(Items from a dataset)
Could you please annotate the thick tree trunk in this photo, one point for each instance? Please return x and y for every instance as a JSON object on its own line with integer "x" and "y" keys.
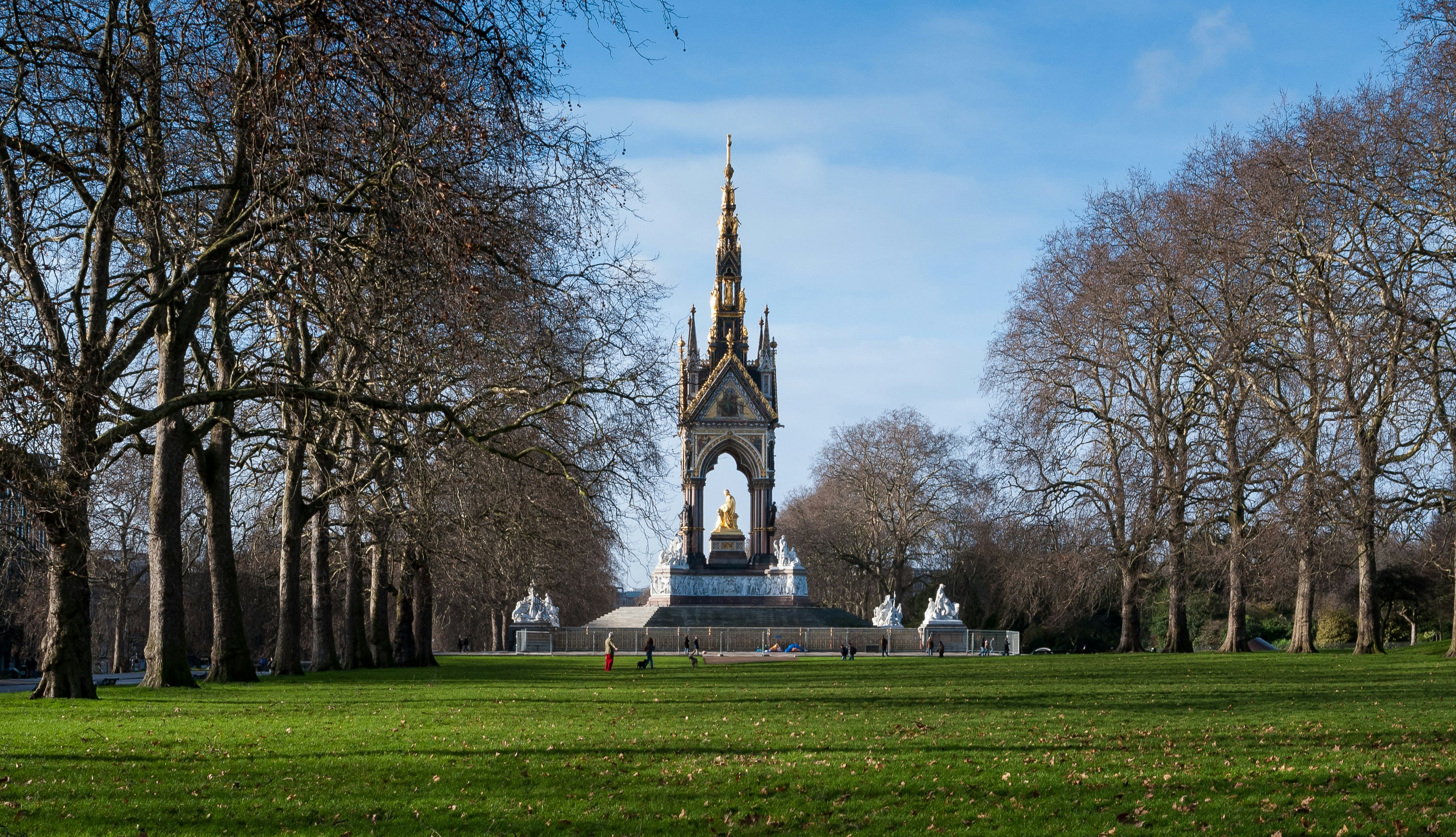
{"x": 405, "y": 615}
{"x": 1177, "y": 639}
{"x": 66, "y": 657}
{"x": 232, "y": 660}
{"x": 424, "y": 613}
{"x": 356, "y": 641}
{"x": 118, "y": 637}
{"x": 1452, "y": 650}
{"x": 1237, "y": 635}
{"x": 166, "y": 629}
{"x": 1368, "y": 634}
{"x": 1132, "y": 638}
{"x": 325, "y": 654}
{"x": 289, "y": 648}
{"x": 1302, "y": 639}
{"x": 380, "y": 646}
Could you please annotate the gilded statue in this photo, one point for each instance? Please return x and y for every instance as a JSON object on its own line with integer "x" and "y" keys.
{"x": 728, "y": 514}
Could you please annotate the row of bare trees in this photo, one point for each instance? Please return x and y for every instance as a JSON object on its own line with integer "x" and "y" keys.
{"x": 312, "y": 263}
{"x": 1232, "y": 386}
{"x": 1257, "y": 350}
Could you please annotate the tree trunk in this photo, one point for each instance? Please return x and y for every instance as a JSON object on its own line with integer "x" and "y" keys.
{"x": 424, "y": 613}
{"x": 1368, "y": 635}
{"x": 289, "y": 650}
{"x": 1132, "y": 622}
{"x": 380, "y": 647}
{"x": 232, "y": 660}
{"x": 1452, "y": 650}
{"x": 118, "y": 638}
{"x": 405, "y": 615}
{"x": 1237, "y": 635}
{"x": 356, "y": 641}
{"x": 1177, "y": 639}
{"x": 166, "y": 628}
{"x": 66, "y": 658}
{"x": 325, "y": 654}
{"x": 1302, "y": 639}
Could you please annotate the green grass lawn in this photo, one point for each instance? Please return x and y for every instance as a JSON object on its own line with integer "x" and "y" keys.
{"x": 1250, "y": 744}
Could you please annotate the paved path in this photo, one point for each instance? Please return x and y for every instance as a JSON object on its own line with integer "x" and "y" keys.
{"x": 28, "y": 685}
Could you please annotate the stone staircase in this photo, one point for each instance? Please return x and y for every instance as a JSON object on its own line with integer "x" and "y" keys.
{"x": 728, "y": 616}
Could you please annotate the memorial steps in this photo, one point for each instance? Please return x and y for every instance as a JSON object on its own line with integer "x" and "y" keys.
{"x": 728, "y": 616}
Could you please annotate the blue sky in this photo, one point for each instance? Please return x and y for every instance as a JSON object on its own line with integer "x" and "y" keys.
{"x": 897, "y": 164}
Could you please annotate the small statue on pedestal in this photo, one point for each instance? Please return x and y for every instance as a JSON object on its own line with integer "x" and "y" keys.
{"x": 889, "y": 613}
{"x": 943, "y": 612}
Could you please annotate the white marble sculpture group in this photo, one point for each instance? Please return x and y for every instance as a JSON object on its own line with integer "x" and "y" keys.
{"x": 672, "y": 555}
{"x": 787, "y": 558}
{"x": 943, "y": 612}
{"x": 536, "y": 610}
{"x": 889, "y": 613}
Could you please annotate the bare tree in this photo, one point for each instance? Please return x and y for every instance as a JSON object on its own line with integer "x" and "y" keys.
{"x": 890, "y": 487}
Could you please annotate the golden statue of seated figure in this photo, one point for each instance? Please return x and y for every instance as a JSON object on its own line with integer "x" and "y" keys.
{"x": 728, "y": 516}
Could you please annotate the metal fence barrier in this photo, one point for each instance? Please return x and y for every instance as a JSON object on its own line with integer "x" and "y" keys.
{"x": 810, "y": 639}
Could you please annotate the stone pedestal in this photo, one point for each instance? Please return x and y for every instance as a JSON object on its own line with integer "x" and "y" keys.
{"x": 727, "y": 549}
{"x": 743, "y": 586}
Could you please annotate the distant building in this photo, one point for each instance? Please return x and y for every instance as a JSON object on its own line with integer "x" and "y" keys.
{"x": 22, "y": 542}
{"x": 631, "y": 597}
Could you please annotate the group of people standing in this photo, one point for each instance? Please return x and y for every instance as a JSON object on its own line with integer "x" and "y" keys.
{"x": 846, "y": 650}
{"x": 650, "y": 648}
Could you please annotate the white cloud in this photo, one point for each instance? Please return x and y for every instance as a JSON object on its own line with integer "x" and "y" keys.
{"x": 1213, "y": 37}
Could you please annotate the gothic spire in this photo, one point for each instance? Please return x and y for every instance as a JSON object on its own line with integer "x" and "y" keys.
{"x": 728, "y": 252}
{"x": 692, "y": 335}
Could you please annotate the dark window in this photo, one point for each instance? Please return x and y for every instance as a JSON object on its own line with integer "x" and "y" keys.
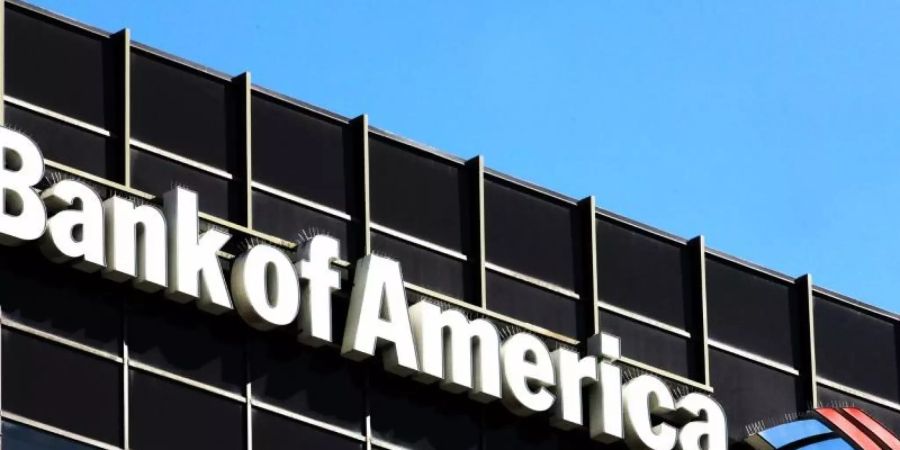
{"x": 409, "y": 414}
{"x": 888, "y": 417}
{"x": 652, "y": 346}
{"x": 169, "y": 415}
{"x": 857, "y": 349}
{"x": 61, "y": 68}
{"x": 419, "y": 194}
{"x": 532, "y": 235}
{"x": 158, "y": 175}
{"x": 303, "y": 153}
{"x": 62, "y": 387}
{"x": 77, "y": 306}
{"x": 750, "y": 392}
{"x": 184, "y": 111}
{"x": 290, "y": 221}
{"x": 273, "y": 432}
{"x": 436, "y": 271}
{"x": 313, "y": 382}
{"x": 645, "y": 274}
{"x": 21, "y": 437}
{"x": 534, "y": 305}
{"x": 503, "y": 430}
{"x": 752, "y": 311}
{"x": 186, "y": 341}
{"x": 66, "y": 143}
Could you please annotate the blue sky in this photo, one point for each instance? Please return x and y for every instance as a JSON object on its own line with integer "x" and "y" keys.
{"x": 771, "y": 127}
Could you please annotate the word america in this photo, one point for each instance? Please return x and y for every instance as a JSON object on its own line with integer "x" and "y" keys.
{"x": 162, "y": 250}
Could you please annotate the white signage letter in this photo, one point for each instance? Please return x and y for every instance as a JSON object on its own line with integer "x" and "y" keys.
{"x": 194, "y": 268}
{"x": 22, "y": 214}
{"x": 377, "y": 287}
{"x": 605, "y": 407}
{"x": 527, "y": 373}
{"x": 319, "y": 281}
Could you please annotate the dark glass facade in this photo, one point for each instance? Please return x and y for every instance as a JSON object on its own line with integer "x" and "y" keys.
{"x": 88, "y": 363}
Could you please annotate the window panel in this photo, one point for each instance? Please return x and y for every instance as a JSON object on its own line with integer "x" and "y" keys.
{"x": 409, "y": 414}
{"x": 857, "y": 349}
{"x": 653, "y": 346}
{"x": 184, "y": 111}
{"x": 184, "y": 340}
{"x": 52, "y": 384}
{"x": 158, "y": 175}
{"x": 289, "y": 220}
{"x": 751, "y": 392}
{"x": 312, "y": 382}
{"x": 419, "y": 194}
{"x": 888, "y": 417}
{"x": 534, "y": 305}
{"x": 303, "y": 153}
{"x": 645, "y": 274}
{"x": 273, "y": 432}
{"x": 171, "y": 416}
{"x": 61, "y": 68}
{"x": 422, "y": 267}
{"x": 532, "y": 235}
{"x": 66, "y": 143}
{"x": 16, "y": 436}
{"x": 76, "y": 306}
{"x": 752, "y": 311}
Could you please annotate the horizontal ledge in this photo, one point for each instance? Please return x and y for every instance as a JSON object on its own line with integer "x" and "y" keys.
{"x": 32, "y": 331}
{"x": 858, "y": 393}
{"x": 141, "y": 145}
{"x": 492, "y": 314}
{"x": 306, "y": 419}
{"x": 57, "y": 431}
{"x": 162, "y": 373}
{"x": 56, "y": 116}
{"x": 665, "y": 374}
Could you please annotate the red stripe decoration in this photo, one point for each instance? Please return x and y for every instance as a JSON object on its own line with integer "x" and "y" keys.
{"x": 859, "y": 437}
{"x": 873, "y": 426}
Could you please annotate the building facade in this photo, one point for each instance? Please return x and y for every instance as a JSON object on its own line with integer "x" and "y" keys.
{"x": 91, "y": 363}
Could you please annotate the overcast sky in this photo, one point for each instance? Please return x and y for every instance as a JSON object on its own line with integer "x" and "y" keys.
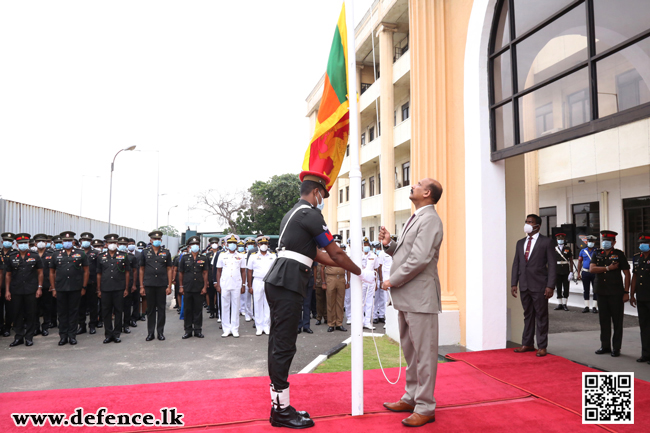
{"x": 218, "y": 88}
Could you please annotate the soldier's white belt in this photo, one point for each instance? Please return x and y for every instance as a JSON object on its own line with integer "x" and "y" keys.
{"x": 296, "y": 256}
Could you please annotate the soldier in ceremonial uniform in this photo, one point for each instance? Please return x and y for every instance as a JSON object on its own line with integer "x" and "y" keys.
{"x": 69, "y": 275}
{"x": 564, "y": 258}
{"x": 231, "y": 275}
{"x": 156, "y": 283}
{"x": 584, "y": 260}
{"x": 5, "y": 304}
{"x": 613, "y": 293}
{"x": 193, "y": 277}
{"x": 24, "y": 284}
{"x": 113, "y": 278}
{"x": 640, "y": 293}
{"x": 89, "y": 300}
{"x": 259, "y": 264}
{"x": 302, "y": 232}
{"x": 213, "y": 299}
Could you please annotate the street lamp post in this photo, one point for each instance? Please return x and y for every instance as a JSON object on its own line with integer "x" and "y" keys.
{"x": 110, "y": 195}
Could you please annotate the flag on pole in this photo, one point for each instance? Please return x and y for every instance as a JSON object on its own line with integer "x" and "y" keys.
{"x": 326, "y": 149}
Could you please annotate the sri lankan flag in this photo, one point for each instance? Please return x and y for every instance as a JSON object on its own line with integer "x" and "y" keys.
{"x": 326, "y": 150}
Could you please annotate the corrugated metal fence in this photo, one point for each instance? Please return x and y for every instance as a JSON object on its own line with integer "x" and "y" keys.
{"x": 23, "y": 218}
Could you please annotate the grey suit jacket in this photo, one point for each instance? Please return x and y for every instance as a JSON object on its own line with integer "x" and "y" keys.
{"x": 414, "y": 273}
{"x": 539, "y": 271}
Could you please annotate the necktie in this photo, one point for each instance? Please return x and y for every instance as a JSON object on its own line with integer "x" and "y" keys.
{"x": 530, "y": 238}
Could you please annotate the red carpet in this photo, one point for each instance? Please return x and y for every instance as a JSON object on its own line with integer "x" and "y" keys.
{"x": 469, "y": 399}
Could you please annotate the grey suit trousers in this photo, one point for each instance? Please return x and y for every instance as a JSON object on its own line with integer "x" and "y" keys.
{"x": 419, "y": 337}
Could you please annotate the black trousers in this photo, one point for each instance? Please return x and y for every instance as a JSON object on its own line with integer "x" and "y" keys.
{"x": 67, "y": 307}
{"x": 285, "y": 307}
{"x": 610, "y": 311}
{"x": 112, "y": 301}
{"x": 156, "y": 302}
{"x": 562, "y": 285}
{"x": 89, "y": 302}
{"x": 193, "y": 320}
{"x": 25, "y": 312}
{"x": 643, "y": 308}
{"x": 535, "y": 318}
{"x": 587, "y": 282}
{"x": 214, "y": 300}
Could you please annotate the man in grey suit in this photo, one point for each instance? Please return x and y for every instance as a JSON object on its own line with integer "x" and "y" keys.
{"x": 534, "y": 271}
{"x": 416, "y": 295}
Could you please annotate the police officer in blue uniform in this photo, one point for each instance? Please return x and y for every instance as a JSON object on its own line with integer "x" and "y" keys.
{"x": 640, "y": 293}
{"x": 613, "y": 293}
{"x": 302, "y": 232}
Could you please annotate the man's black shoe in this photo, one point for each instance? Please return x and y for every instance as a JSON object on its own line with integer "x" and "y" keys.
{"x": 289, "y": 417}
{"x": 16, "y": 342}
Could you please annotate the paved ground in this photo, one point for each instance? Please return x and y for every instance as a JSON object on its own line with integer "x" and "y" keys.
{"x": 90, "y": 363}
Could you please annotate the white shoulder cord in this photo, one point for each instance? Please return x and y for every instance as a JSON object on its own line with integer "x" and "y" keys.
{"x": 372, "y": 331}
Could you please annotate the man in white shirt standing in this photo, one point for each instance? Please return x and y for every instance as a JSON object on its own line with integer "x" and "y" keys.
{"x": 258, "y": 265}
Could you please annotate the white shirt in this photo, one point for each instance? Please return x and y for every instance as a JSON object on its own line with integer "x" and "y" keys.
{"x": 532, "y": 244}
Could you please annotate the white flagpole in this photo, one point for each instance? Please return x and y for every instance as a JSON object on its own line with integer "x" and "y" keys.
{"x": 355, "y": 219}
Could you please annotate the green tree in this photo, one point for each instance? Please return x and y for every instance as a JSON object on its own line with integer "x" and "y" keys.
{"x": 269, "y": 202}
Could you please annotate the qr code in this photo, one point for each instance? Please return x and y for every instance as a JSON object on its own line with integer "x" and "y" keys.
{"x": 608, "y": 398}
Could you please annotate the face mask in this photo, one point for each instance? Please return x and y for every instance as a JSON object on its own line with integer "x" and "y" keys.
{"x": 321, "y": 204}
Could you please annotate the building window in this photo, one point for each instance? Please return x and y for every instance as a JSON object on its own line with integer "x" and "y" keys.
{"x": 549, "y": 220}
{"x": 405, "y": 110}
{"x": 406, "y": 174}
{"x": 558, "y": 68}
{"x": 637, "y": 221}
{"x": 586, "y": 217}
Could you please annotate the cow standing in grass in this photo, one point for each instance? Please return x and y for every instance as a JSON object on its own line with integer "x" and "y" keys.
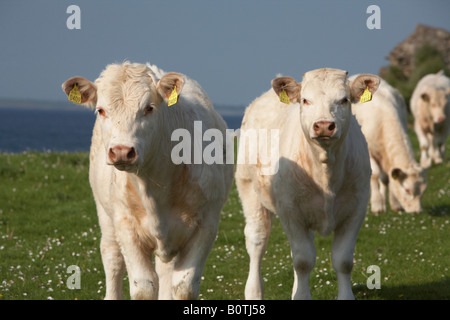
{"x": 383, "y": 121}
{"x": 146, "y": 203}
{"x": 430, "y": 106}
{"x": 321, "y": 181}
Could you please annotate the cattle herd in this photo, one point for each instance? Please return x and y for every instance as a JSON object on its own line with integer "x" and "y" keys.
{"x": 340, "y": 140}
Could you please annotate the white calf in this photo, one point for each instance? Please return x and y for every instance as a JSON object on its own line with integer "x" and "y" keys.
{"x": 322, "y": 181}
{"x": 145, "y": 203}
{"x": 430, "y": 106}
{"x": 383, "y": 122}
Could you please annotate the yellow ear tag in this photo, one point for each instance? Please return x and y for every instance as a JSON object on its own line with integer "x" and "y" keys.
{"x": 173, "y": 97}
{"x": 75, "y": 95}
{"x": 366, "y": 96}
{"x": 284, "y": 97}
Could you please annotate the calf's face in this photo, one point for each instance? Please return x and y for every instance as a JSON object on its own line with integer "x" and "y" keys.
{"x": 128, "y": 100}
{"x": 325, "y": 97}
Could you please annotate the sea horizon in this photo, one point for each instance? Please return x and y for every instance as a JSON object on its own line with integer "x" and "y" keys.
{"x": 61, "y": 126}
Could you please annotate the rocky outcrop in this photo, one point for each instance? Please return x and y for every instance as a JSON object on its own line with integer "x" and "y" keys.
{"x": 403, "y": 55}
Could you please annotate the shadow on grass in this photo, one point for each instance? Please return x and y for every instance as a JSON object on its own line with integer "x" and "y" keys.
{"x": 438, "y": 290}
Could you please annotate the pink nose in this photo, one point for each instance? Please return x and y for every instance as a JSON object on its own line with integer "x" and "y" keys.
{"x": 122, "y": 154}
{"x": 324, "y": 128}
{"x": 441, "y": 119}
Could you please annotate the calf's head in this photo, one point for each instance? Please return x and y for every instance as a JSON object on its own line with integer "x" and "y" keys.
{"x": 325, "y": 97}
{"x": 408, "y": 185}
{"x": 129, "y": 100}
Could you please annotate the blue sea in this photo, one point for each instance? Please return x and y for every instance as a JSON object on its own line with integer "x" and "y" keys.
{"x": 59, "y": 127}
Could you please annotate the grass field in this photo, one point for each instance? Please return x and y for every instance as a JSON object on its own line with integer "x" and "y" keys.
{"x": 48, "y": 223}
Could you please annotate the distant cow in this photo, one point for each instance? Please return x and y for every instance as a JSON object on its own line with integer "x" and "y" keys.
{"x": 323, "y": 178}
{"x": 145, "y": 203}
{"x": 383, "y": 121}
{"x": 430, "y": 106}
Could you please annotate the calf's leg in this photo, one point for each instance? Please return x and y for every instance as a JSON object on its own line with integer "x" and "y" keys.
{"x": 112, "y": 258}
{"x": 258, "y": 223}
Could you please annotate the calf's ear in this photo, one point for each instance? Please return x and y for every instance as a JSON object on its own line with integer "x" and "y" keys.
{"x": 359, "y": 85}
{"x": 167, "y": 83}
{"x": 87, "y": 89}
{"x": 397, "y": 173}
{"x": 289, "y": 85}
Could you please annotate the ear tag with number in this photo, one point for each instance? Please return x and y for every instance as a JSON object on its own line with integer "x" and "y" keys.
{"x": 366, "y": 96}
{"x": 173, "y": 97}
{"x": 284, "y": 97}
{"x": 75, "y": 95}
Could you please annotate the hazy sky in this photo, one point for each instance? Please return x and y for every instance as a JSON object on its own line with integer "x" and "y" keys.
{"x": 233, "y": 48}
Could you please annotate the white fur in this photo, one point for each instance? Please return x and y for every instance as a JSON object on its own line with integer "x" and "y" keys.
{"x": 153, "y": 206}
{"x": 320, "y": 185}
{"x": 431, "y": 130}
{"x": 383, "y": 121}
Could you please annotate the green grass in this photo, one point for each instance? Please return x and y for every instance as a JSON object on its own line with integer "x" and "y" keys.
{"x": 48, "y": 222}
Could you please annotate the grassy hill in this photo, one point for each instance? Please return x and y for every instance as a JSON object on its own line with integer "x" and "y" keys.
{"x": 48, "y": 223}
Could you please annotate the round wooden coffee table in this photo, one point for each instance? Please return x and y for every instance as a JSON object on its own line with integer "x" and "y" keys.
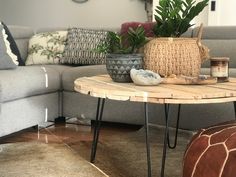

#### EXERCISE DIRECTIONS:
List every line of the data that contains the word "distant", treating uppercase and lowercase as different.

#### RESPONSE TO THIS TASK:
Could you please annotate the distant building in this photo, one point for each instance? Please return x and y for every instance as a JSON object on its own line with integer "x" and "y" keys.
Could you please annotate the distant cow in this photo, one point for each instance? Please return x and y for every instance as a JSON object on its own line with integer "x" and "y" keys.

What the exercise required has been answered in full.